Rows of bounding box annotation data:
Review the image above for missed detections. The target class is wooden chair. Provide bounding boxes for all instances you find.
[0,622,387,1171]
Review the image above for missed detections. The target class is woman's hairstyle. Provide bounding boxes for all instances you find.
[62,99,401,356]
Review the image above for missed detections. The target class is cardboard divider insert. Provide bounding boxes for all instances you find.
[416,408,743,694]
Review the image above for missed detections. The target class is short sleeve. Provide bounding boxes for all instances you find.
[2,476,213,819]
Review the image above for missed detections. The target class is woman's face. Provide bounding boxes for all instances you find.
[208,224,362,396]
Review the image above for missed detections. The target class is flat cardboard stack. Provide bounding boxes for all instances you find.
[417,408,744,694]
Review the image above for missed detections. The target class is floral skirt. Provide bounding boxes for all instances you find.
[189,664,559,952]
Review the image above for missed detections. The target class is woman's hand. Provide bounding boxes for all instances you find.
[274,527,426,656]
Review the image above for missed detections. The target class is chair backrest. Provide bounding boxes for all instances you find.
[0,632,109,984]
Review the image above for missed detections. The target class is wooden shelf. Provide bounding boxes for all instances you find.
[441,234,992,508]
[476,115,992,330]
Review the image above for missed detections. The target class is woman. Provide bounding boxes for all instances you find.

Task requirements:
Could you pull every line of the listing above back out, word for word and in the same order?

Answer to this task:
Review the image above for missed detections. The target class is wooden chair. Provide bounding boxes for all instances you find.
[0,622,387,1171]
Review the image above for missed detections. The target class is woman's hairstyle. Provide bounding boxes for all instances you find.
[62,99,401,356]
Review the image above for missed detections. The target class is cardboard divider insert. Provide bounding boxes for all instances you find.
[416,408,743,694]
Review the image above for missed detections. The target class is short sleeve. Provide bounding boxes for all instances you find.
[2,476,213,819]
Review the image above for missed detections. The target class is woman's face. Provide bounding boxes for all instances you find.
[208,224,362,396]
Review the image above for missed detections. The target class is flat cardboard stack. Provide bounding boxes for all instances you find.
[417,408,744,694]
Review the image above for missed detections. The target class is floral skirt. Provide bounding boxes for all instances you find.
[189,664,559,952]
Review the image above for missed detections. The target class is woman's hand. Provide bounding boxes for all instances you find.
[274,527,426,656]
Review the image above for missed detections. The target class is chair backrest. Provide bounding boxes for all instances you find.
[0,632,109,984]
Review the image above for missed detections. The target class is wooden shelf. Provide bounding boxes for all instances you find.
[441,234,992,508]
[476,115,992,330]
Review the image above for missed detections. The target class is woman. Provide bounding boxes for all instances you find.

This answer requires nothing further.